--- Begin Passage ---

Monday, August 28, 2006

Duplicating the data in a MOLAP application - Does it always hold good?

Continuing with the discussion on whether duplicating the data in data warehouse applications is always good or not. Today I would be talking about MOLAP application. By MOLAP application, I refer to the reporting application, which use multi dimensional storage (not relational table) to organize and store the data. Also these are the tools, which typical use multi dimensional query language like MDX, SPL (for Oracle Express) and not SQL for querying. Hyperion Essbase, Oracle Express (now Analytical Workspace and part of Oracle RDBMS), Microsoft Analytical Services etc. are some of the well-known  MOLAP platforms. Niegle Pendse’s OLAP Report is best place to understand various OLAP products in the market. Like relational data warehouse and reporting applications, there are instances of duplicating the data in the MOLAP applications too. In my previous experiences with Essbase and Oralce Express, I have seen some occurrence of data being duplicated with slight modification or transformation in multiple variables or cubes.

MOLAP applications are meant to be lighting fast. So there is lot of summarization and aggregation done in the application. Most of the calculations are part of data load and aggregation batch process. Very little gets calculated while querying the data. However there are quite a number of calculations, which are made part of formula (in Oracle Express) or dynamic calc (in case of Hyperion Essbase). Often these calculations are moving total, ranking, calculating Year to date, rolling quarter, variance etc. And ideally these calculations should be part of formula and or dynamic calc, because:
  • Because this calculations are very simple and does not involve many data values to operate on

  • Sometime this calculations involve applying some formula with different weight:
Example: ( 20 * Advertising Expenditure + 80 * Other Expenditure ) /100
Now this weight could change over the period as the organization tactics change. And this formula could evolve. So it’s better to keep them on the fly.

Even though there are things which best fit in as on-the-fly calculation, I bet there would be many implementations out there calculating them in the load scripts and storing. So all the disadvantage I mentioned for duplicating relational tables holds for MOLAP too. The extra logic needs to be written, tested and maintained. Any debugging would have to check the base data, and the intermediate data. If there are any bugs in the loading script, the data needs to be cleaned up, reloaded and re-aggregated. Would it be dynamic calculation and if there is any bug, only the formula needs to be changed no reloading of data is required.

At times there are scenarios were you want to expose a cube with the respect to fewer dimensions and not all. In OFA (Oracle Financial Analyzer, a Financial reporting application using Express as backend) there are times when FDI (Financial data item a.k.a. variable or cube in Express) are required to be exposed with fewer dimension and not all. So for this scenario also, one should avoid creating a stored FDI and replicating the data in it. Better approach would be to have the data rolled up in the base FDI using hierarchies and creating a formula FDI on top of base FDI with limiting the dimensions to “Total” for those which are not to be exposed for analysis for that FDI.


Lets take an example where dynamic calc could enable you to achive reporting the aggregated data. You have a following data model:

Dimensions:
Market (with hierarchy All Market -> Region -> Country)
Years (with members like 2006, 2005 etc. No hierarchy)
Product (with members P1, P2, etc. No hierarchy)

Cubes:
Gross Sales <Year, Product and Market>
Tax Rate <Year, Market>

How could we dynamically calculate Net Sales <Year, Product and Market> from the above?

--- End Passage ---

Written request A: Copy every entry below word for word, and leave the pictures out of your copy.
The post above and the entries below are unrelated pieces of material.

--- Begin Supplied material ---

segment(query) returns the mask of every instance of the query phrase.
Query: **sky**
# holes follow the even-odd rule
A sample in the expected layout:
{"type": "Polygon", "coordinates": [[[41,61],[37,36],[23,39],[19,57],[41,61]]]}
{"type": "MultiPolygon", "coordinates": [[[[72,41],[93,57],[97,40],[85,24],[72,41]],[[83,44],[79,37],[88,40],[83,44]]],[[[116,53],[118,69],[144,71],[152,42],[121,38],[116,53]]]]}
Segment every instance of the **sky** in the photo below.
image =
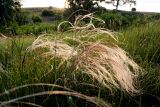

--- End Supplied material ---

Written request B: In the post on duplicating data in MOLAP applications, what does the abbreviation OFA stand for?

Written solution A:
segment(query) returns the mask of every instance of the query phrase.
Query: **sky**
# holes follow the even-odd rule
A sample in the expected layout:
{"type": "Polygon", "coordinates": [[[41,61],[37,36],[23,39],[19,57],[41,61]]]}
{"type": "MultiPolygon", "coordinates": [[[[72,41],[93,57],[97,40],[85,24],[72,41]],[[83,44],[79,37],[88,40],[83,44]]],[[[116,53],[118,69],[144,71],[152,42],[121,38],[116,53]]]]}
Segment every instance of the **sky** in the photo below.
image =

Written solution B: Oracle Financial Analyzer.